Direction: Format the data below as a Markdown table with the columns Row and Line, beginning with the line that contains "Note to the class: we label each instance of the sidewalk" and continuing through the line that contains "pixel 136 236". Number each line and omit blank lines.

Supplied records:

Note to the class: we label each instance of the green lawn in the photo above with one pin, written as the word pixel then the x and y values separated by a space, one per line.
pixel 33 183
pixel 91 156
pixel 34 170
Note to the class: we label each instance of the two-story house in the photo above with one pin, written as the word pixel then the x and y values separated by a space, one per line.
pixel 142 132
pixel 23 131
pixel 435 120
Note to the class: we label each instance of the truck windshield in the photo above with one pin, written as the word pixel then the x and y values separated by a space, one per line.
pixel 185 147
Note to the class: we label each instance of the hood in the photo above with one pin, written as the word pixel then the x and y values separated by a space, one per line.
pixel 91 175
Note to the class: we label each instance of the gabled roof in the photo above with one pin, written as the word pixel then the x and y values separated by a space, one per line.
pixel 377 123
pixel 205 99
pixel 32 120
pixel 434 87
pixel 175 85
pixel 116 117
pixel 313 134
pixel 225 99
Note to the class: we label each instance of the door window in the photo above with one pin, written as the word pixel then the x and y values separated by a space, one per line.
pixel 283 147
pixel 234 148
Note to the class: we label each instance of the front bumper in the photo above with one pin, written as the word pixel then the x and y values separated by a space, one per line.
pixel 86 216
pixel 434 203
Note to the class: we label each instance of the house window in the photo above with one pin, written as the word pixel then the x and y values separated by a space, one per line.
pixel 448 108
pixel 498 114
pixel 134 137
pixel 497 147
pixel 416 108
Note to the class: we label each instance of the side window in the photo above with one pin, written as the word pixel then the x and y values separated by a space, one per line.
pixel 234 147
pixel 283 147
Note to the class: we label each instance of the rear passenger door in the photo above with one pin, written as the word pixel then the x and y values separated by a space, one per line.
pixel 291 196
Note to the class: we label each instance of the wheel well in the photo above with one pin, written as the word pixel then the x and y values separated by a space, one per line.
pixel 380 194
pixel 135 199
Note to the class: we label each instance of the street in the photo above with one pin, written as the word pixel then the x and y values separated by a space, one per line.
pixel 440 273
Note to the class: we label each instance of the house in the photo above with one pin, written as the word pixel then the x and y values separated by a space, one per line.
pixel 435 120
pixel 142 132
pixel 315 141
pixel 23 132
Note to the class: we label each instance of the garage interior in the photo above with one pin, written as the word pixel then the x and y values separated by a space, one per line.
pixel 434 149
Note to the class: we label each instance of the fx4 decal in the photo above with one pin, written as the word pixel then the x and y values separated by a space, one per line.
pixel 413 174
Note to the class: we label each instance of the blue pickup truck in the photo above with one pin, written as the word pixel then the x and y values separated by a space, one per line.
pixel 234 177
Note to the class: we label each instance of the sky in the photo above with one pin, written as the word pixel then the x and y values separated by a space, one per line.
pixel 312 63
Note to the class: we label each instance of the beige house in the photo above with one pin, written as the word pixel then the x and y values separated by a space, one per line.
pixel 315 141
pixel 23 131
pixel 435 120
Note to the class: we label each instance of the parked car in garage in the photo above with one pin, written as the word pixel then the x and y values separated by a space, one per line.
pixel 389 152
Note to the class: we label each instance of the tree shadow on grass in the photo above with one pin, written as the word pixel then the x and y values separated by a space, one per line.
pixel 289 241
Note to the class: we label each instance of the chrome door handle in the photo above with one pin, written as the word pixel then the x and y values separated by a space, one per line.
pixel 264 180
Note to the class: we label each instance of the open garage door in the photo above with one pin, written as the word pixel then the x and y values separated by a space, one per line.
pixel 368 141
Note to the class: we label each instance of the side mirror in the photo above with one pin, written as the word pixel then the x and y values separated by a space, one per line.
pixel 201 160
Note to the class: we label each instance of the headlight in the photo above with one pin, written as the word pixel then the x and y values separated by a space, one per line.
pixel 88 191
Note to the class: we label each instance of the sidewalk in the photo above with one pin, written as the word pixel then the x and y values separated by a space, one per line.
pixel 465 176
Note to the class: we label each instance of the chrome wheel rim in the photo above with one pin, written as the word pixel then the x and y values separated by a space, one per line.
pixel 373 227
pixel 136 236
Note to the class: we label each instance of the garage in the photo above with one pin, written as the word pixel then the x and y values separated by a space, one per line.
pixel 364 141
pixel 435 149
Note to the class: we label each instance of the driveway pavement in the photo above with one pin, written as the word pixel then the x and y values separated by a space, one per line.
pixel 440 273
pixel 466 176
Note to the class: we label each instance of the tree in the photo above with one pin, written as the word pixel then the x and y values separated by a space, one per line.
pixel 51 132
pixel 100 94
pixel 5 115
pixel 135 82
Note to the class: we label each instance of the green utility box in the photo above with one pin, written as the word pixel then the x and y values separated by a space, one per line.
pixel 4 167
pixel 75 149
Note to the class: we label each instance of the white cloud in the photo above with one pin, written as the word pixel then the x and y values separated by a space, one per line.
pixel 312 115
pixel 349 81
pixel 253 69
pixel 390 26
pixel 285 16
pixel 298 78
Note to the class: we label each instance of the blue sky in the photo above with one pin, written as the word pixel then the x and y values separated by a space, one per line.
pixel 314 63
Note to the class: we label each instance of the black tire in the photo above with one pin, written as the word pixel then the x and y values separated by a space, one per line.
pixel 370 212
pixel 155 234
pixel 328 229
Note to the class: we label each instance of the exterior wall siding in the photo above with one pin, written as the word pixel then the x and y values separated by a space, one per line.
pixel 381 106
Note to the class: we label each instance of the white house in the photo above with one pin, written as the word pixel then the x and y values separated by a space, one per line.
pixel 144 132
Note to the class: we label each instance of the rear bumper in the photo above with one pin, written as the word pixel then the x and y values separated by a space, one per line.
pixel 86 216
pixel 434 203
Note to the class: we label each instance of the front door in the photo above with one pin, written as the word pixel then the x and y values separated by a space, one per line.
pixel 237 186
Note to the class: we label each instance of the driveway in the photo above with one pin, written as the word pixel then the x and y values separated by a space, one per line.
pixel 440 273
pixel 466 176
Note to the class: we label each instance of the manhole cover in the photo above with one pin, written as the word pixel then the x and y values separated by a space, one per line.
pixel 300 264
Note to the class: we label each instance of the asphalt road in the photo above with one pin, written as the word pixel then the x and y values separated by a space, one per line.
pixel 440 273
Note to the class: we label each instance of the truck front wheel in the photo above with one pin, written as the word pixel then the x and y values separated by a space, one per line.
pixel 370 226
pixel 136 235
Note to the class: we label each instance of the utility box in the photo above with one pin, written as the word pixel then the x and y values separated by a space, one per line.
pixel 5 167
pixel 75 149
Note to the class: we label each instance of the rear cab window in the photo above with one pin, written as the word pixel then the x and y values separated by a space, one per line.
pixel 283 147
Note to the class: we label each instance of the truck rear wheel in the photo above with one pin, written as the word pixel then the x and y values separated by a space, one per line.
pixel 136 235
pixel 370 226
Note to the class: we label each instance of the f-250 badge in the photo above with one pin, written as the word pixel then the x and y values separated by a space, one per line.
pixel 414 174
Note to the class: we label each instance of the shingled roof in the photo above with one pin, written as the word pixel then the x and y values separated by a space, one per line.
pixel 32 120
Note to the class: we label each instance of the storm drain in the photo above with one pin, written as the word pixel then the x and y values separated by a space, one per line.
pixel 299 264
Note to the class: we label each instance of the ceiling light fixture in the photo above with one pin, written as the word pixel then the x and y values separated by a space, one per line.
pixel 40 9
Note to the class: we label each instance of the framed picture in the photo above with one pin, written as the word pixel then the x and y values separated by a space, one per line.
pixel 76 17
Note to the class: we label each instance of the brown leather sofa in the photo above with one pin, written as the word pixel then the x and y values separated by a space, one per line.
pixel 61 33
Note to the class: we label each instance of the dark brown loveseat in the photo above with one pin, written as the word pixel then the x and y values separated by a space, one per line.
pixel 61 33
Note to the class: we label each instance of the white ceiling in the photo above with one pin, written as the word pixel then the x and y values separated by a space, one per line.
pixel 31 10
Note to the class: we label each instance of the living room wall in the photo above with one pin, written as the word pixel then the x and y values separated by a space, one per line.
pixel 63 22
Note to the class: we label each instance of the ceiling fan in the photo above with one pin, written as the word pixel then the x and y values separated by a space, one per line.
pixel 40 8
--
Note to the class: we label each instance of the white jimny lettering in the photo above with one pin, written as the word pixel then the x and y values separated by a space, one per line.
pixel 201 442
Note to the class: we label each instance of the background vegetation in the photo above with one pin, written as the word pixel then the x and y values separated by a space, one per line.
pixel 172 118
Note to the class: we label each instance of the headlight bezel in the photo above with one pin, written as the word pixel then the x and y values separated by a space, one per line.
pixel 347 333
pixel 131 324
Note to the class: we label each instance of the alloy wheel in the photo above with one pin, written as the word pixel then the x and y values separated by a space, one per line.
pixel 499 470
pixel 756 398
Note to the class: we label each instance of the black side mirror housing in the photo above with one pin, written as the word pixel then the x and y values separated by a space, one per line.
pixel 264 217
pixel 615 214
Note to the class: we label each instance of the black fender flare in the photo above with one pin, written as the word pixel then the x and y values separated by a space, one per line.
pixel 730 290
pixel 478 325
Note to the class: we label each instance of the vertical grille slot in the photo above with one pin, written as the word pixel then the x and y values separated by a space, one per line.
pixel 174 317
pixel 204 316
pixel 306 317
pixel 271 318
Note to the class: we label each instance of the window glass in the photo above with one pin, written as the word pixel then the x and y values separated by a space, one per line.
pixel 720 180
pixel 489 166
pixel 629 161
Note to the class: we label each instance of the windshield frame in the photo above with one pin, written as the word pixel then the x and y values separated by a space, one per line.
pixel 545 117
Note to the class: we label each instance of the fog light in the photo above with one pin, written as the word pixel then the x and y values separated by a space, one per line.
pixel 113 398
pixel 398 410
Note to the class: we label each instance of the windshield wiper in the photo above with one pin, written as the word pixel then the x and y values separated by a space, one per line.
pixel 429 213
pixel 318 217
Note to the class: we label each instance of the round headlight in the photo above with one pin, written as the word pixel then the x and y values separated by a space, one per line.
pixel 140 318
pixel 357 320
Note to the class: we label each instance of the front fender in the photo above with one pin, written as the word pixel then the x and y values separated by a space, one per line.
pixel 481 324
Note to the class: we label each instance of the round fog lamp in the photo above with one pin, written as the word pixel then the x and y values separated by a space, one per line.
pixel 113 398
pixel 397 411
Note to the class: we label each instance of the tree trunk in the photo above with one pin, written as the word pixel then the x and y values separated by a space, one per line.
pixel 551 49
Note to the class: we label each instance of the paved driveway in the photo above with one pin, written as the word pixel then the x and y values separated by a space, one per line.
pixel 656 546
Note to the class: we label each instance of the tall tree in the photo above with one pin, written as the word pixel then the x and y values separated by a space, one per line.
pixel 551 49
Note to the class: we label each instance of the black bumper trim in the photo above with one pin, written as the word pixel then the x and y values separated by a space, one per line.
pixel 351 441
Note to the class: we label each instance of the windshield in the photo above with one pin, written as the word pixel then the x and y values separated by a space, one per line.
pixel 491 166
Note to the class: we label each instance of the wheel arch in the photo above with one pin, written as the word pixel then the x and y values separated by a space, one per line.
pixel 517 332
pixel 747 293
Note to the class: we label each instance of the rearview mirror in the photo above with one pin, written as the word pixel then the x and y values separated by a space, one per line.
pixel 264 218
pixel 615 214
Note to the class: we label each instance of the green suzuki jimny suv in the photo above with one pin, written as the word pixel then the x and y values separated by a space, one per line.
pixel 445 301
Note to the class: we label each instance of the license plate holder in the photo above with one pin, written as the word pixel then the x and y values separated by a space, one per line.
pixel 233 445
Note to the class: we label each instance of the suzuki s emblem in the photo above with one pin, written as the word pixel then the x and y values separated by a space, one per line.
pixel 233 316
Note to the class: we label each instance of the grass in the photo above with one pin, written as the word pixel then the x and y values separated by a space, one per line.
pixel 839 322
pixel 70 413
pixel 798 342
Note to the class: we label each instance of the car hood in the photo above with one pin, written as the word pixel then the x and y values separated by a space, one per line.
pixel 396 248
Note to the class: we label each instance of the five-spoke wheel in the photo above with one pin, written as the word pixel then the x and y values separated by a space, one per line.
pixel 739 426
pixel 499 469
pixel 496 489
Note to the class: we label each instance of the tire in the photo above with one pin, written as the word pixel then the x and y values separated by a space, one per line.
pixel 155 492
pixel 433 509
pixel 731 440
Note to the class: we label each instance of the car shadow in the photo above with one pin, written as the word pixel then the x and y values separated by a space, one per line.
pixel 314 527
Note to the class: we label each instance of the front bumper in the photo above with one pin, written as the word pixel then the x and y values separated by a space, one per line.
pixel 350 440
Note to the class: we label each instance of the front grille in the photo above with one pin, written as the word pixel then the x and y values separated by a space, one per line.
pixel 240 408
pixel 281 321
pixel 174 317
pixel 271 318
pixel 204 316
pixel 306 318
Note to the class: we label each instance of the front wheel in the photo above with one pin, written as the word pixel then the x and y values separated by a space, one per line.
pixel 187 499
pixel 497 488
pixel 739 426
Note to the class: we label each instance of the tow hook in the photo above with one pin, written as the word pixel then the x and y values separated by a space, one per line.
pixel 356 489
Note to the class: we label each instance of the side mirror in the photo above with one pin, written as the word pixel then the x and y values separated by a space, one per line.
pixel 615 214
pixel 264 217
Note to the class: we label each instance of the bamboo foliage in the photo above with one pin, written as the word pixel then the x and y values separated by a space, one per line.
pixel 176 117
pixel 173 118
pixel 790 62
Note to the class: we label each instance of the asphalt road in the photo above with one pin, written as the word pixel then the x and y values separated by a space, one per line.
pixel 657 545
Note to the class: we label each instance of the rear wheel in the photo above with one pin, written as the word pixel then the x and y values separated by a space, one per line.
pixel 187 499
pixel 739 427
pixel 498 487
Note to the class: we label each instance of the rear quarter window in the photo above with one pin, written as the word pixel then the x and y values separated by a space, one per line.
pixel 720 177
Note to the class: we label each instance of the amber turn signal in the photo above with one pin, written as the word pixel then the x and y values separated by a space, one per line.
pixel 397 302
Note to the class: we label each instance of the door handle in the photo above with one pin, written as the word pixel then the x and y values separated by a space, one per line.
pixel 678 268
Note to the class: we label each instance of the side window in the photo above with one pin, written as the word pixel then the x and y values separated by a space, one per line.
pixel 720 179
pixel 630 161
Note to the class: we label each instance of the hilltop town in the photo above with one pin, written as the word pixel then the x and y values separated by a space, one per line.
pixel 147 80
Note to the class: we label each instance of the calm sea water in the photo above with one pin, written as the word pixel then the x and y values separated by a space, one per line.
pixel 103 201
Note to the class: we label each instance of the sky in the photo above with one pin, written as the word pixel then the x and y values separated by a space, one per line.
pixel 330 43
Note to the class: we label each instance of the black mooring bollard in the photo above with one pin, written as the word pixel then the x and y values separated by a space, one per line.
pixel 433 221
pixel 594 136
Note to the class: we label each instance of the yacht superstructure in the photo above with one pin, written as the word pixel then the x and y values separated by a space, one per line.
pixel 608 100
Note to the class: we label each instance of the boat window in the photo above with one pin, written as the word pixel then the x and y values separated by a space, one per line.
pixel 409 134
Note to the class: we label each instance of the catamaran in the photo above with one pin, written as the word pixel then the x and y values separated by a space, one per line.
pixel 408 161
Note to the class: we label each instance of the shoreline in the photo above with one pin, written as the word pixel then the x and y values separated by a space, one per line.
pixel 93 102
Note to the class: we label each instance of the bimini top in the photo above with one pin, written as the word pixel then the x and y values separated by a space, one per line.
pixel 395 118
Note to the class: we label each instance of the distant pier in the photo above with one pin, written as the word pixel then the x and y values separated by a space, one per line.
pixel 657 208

Exercise response:
| Row | Line |
|---|---|
| 1 | Note to the class: we label each instance of the sidewalk in the photo above with one pin, written as the word pixel then the x and y values separated by a space, one per line. |
| 2 | pixel 465 176 |
| 3 | Note to the class: we label each instance of the chrome wheel rim in the photo above with one pin, written as the word pixel then the x and y values separated by a space, one per line. |
| 4 | pixel 373 227 |
| 5 | pixel 136 236 |